Recorded data:
——————
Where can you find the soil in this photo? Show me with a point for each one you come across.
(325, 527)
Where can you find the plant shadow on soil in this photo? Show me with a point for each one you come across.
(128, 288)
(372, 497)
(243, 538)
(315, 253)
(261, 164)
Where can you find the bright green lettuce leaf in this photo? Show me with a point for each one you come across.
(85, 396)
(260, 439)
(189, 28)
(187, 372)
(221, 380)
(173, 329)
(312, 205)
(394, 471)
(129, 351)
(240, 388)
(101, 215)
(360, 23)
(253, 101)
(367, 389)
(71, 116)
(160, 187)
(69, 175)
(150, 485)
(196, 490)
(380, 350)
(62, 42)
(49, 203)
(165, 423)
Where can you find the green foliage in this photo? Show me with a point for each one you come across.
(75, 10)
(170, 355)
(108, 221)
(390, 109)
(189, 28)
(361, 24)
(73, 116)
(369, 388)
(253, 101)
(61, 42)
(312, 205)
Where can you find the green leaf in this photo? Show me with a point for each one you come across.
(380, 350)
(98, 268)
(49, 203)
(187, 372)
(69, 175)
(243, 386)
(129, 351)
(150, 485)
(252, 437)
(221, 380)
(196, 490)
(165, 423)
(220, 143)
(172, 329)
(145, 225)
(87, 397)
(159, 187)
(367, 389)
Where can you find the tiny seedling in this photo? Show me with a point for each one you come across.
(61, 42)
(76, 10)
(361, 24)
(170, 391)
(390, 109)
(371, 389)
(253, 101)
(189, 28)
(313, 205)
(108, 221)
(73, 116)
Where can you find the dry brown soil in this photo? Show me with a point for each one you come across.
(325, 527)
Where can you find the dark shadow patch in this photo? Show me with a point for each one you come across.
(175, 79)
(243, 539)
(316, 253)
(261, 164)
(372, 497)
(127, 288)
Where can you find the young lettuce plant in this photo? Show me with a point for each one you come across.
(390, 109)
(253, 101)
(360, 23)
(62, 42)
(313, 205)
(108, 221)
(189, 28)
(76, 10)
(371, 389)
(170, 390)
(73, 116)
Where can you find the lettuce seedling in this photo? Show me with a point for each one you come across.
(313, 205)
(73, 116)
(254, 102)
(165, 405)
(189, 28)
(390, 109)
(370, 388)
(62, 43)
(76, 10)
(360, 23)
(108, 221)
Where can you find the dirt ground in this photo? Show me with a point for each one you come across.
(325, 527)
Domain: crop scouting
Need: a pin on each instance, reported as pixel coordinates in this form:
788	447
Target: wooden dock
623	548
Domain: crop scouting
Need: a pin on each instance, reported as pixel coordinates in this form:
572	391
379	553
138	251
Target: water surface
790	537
——————
> _Work request_:
Output exactly what runs from the line with "Where can you find the lettuce" to the final line above, both lines included, and nothing else.

> _Result for this task_:
Where can you find the lettuce seedling in this photo? Show me with a point for each one you come across.
(313, 205)
(73, 116)
(254, 102)
(165, 405)
(189, 28)
(390, 109)
(370, 388)
(62, 43)
(76, 10)
(360, 23)
(108, 221)
Where can you find the dirt ground in this photo? Show me with a point for each one you come across.
(325, 527)
Domain: crop scouting
Need: a pin on each instance, reported as pixel coordinates in this form:
788	447
Target: wooden dock
623	548
Domain: crop scouting
Need: a pin on each instance, reported as pixel coordinates in this form:
572	391
379	553
138	251
Target: water surface
790	537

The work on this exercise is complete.